Annotated coordinate records:

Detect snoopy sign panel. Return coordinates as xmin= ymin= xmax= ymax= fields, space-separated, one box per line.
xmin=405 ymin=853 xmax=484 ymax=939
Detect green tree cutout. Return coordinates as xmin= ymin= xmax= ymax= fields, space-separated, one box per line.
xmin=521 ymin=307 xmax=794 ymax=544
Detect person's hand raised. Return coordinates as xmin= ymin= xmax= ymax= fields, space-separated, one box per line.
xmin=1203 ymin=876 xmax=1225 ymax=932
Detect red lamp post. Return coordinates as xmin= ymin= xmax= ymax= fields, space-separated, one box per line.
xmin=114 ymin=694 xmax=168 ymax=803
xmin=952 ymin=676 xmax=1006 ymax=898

==

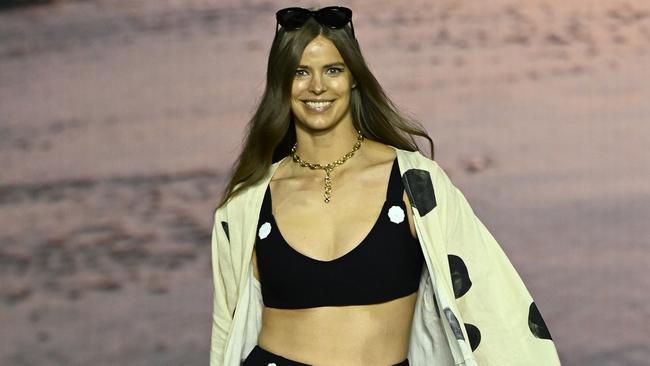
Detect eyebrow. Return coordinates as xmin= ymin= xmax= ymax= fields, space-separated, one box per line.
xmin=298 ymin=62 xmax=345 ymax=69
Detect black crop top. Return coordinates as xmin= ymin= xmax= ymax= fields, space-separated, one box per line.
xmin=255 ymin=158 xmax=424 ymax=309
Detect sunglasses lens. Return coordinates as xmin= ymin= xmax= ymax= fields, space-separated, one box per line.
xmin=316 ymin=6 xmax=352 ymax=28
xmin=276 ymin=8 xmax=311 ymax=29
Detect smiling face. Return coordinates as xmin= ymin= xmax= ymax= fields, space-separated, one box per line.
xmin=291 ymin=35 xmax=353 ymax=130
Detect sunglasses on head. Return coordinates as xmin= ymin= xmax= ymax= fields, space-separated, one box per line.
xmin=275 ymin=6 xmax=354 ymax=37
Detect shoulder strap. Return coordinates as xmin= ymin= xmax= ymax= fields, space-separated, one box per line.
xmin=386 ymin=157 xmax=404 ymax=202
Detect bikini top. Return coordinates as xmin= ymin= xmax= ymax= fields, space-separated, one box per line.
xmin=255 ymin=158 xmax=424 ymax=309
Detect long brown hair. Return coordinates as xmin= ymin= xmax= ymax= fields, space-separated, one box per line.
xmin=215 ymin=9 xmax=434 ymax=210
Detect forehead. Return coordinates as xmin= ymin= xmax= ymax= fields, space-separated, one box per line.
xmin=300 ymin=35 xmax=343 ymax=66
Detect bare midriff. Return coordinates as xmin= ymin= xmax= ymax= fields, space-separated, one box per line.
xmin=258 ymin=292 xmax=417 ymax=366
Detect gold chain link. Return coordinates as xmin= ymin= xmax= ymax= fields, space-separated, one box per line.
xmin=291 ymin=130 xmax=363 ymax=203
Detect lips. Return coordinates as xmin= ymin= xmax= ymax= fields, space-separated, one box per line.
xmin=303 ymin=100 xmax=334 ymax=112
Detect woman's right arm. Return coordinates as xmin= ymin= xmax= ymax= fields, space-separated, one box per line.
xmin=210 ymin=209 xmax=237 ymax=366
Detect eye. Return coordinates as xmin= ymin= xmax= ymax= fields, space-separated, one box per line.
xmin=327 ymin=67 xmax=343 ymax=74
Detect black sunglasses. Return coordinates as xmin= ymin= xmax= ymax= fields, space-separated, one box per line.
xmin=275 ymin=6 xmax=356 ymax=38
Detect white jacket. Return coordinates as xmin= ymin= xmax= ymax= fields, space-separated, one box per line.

> **Requirements**:
Reproduce the data above word for word, everything from the line containing "Detect eyebrow. Return" down to the line containing "xmin=210 ymin=209 xmax=237 ymax=366", with both of those lines included.

> **Response to this exercise**:
Detect eyebrow. Return coordinates as xmin= ymin= xmax= ymax= fields, space-separated, one box per line.
xmin=298 ymin=62 xmax=345 ymax=69
Detect black crop top. Return coordinates as xmin= ymin= xmax= ymax= fields, space-separated, one box per line.
xmin=255 ymin=158 xmax=424 ymax=309
Detect sunglasses lens. Return coordinates as xmin= ymin= xmax= ymax= fields, space-separated, one box per line.
xmin=316 ymin=6 xmax=352 ymax=28
xmin=276 ymin=8 xmax=311 ymax=29
Detect smiling face. Return coordinates as xmin= ymin= xmax= ymax= fields, space-separated, one box per line.
xmin=291 ymin=35 xmax=353 ymax=130
Detect sunglasses on head. Return coordinates as xmin= ymin= xmax= ymax= fields, space-separated, one box per line.
xmin=275 ymin=6 xmax=354 ymax=37
Detect shoulder strap. Return coordinates as xmin= ymin= xmax= ymax= fields, space-separated, one box per line.
xmin=386 ymin=157 xmax=404 ymax=202
Detect bikini top. Return coordinates as xmin= ymin= xmax= ymax= fields, space-separated, one box per line.
xmin=255 ymin=158 xmax=424 ymax=309
Detect long brown hair. Return coordinates as xmin= ymin= xmax= ymax= fields, space-separated, one box per line.
xmin=215 ymin=9 xmax=434 ymax=210
Detect forehead. Return coordinates as xmin= ymin= xmax= ymax= fields, space-separated, one box per line.
xmin=300 ymin=35 xmax=343 ymax=66
Detect bare midriff. Return coordinates as xmin= ymin= xmax= ymax= fields, space-separated, one box per line.
xmin=258 ymin=292 xmax=417 ymax=366
Detect gold chain link. Return coordinates as xmin= ymin= xmax= ymax= fields, space-separated, one box per line.
xmin=291 ymin=130 xmax=363 ymax=203
Detect lips. Return coordinates as xmin= ymin= xmax= ymax= fields, space-separated, one box per line.
xmin=303 ymin=100 xmax=334 ymax=112
Detect woman's right arm. Return coordinates as xmin= ymin= xmax= ymax= fields, space-separated, one box per line.
xmin=210 ymin=209 xmax=237 ymax=366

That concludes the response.